START GIVEN TEXT

Weekend Preview: 'The Bounty Hunter,' 'Repo Men,' 'Diary of a Wimpy Kid'
by Ray Subers
Jennifer Aniston and Gerard Butler in The Bounty Hunter
March 18, 2010
While three movies make their nationwide debut this weekend, it is unlikely that any of them will end Alice in Wonderland's reign. Alice held relatively well last weekend, down 46 percent to $62.7 million, good for fifth among the all time highest-grossing second weekends. Its midweek numbers have been strong (this Wednesday was off only 30 percent from last Wednesday), indicating that its drop this weekend will be even lighter than last. This should put Alice in line for one of the biggest third weekend grosses on record.

END GIVEN TEXT
START THE DATA

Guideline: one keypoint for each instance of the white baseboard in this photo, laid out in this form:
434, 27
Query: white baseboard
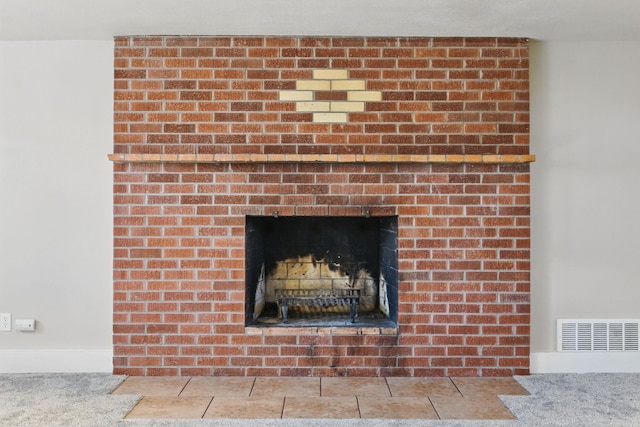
584, 362
29, 361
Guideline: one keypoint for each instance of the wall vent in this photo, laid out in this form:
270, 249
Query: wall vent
597, 335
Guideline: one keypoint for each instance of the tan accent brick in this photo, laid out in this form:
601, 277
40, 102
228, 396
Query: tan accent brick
330, 117
296, 95
313, 85
313, 106
348, 85
330, 74
347, 106
365, 95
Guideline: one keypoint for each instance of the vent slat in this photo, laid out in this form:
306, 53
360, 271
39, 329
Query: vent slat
631, 336
598, 335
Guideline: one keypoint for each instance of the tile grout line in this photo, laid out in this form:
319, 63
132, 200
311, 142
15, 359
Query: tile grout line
284, 402
253, 384
388, 387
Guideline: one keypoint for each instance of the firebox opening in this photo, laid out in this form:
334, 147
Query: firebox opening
310, 256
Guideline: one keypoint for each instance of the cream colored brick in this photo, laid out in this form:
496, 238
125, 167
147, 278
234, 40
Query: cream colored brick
330, 117
347, 106
296, 95
348, 85
313, 106
364, 95
330, 74
313, 85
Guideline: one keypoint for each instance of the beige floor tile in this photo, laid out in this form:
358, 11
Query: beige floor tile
354, 386
397, 408
170, 407
219, 386
488, 386
152, 386
321, 407
286, 386
421, 387
245, 407
470, 408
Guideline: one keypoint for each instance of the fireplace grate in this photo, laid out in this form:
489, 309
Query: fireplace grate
597, 335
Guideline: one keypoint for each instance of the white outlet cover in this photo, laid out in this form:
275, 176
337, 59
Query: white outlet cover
5, 322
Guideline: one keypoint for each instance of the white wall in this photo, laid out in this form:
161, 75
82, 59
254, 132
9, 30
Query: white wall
585, 112
55, 203
56, 212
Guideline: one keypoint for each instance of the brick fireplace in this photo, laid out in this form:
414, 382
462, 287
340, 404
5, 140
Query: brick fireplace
216, 137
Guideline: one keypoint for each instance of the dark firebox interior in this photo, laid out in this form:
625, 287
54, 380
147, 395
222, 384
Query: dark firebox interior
350, 244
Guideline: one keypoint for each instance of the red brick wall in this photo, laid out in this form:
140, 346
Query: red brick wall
179, 220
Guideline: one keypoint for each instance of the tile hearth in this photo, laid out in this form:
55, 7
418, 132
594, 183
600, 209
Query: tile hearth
326, 397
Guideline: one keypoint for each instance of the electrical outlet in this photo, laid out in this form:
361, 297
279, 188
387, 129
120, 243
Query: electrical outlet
5, 322
25, 325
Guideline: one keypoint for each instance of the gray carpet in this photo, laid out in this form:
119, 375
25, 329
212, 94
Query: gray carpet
74, 400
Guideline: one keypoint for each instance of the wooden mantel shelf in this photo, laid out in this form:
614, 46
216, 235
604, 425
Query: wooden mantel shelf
323, 158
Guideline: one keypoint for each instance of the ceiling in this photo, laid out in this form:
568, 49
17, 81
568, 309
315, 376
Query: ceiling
558, 20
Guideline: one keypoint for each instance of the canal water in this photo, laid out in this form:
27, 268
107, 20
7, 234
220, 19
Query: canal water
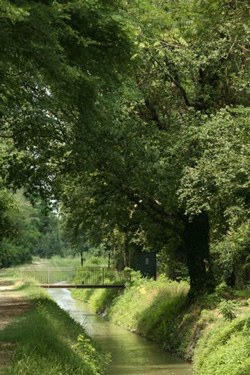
131, 354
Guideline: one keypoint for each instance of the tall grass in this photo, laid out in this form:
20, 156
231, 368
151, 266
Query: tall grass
48, 342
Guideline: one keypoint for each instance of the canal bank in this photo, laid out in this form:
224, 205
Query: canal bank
131, 354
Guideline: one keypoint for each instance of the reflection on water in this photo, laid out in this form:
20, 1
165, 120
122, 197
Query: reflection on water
131, 354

END THE DATA

TASK 1: Edit the weekend box-office preview, starting with "Weekend Preview: 'The" and going on through "grosses on record.", so that "midweek numbers" becomes "weekday numbers".
TASK 2: Resume the weekend box-office preview after its last sentence, keeping the same style.
The entries above are not needed here.

EXPECTED OUTPUT 1:
Weekend Preview: 'The Bounty Hunter,' 'Repo Men,' 'Diary of a Wimpy Kid'
by Ray Subers
Jennifer Aniston and Gerard Butler in The Bounty Hunter
March 18, 2010
While three movies make their nationwide debut this weekend, it is unlikely that any of them will end Alice in Wonderland's reign. Alice held relatively well last weekend, down 46 percent to $62.7 million, good for fifth among the all time highest-grossing second weekends. Its weekday numbers have been strong (this Wednesday was off only 30 percent from last Wednesday), indicating that its drop this weekend will be even lighter than last. This should put Alice in line for one of the biggest third weekend grosses on record.

EXPECTED OUTPUT 2:
Among the new movies, The Bounty Hunter is likely to pack the biggest punch, playing on approximately 3,800 screens at 3,074 sites. The romantic/action comedy brings together appealing leads Jennifer Aniston and Gerard Butler, who have separately had solid runs recently in comparable titles like The Ugly Truth ($88.9 million), He's Just Not That Into You ($93.9 million) and The Break-Up ($118.7 million). The Bounty Hunter's advertising has focused on the movie's romantic comedy and "battle of the exes" themes, largely targeting women, but Butler and the picture's action elements are there to draw some men as well.
Repo Men and Diary of a Wimpy Kid are going to have a tougher time finding an audience. Between the myriad commercials, posters and viral marketing, the marketing for Repo Men, which hits around 2,700 screens at 2,522 sites, has aggressively courted potential viewers. Unfortunately, high concept, futuristic movies often struggle, such as Paycheck ($53.8 million), The Island ($35.8 million), Children of Men ($35.5 million) and Push ($31.8 million). One must go back to 2002, when Minority Report banked $132.1 million, to find a popular comparable title. Minority Report, though, had a clear thriller plot, star power and other factors that Repo Men appears to lack.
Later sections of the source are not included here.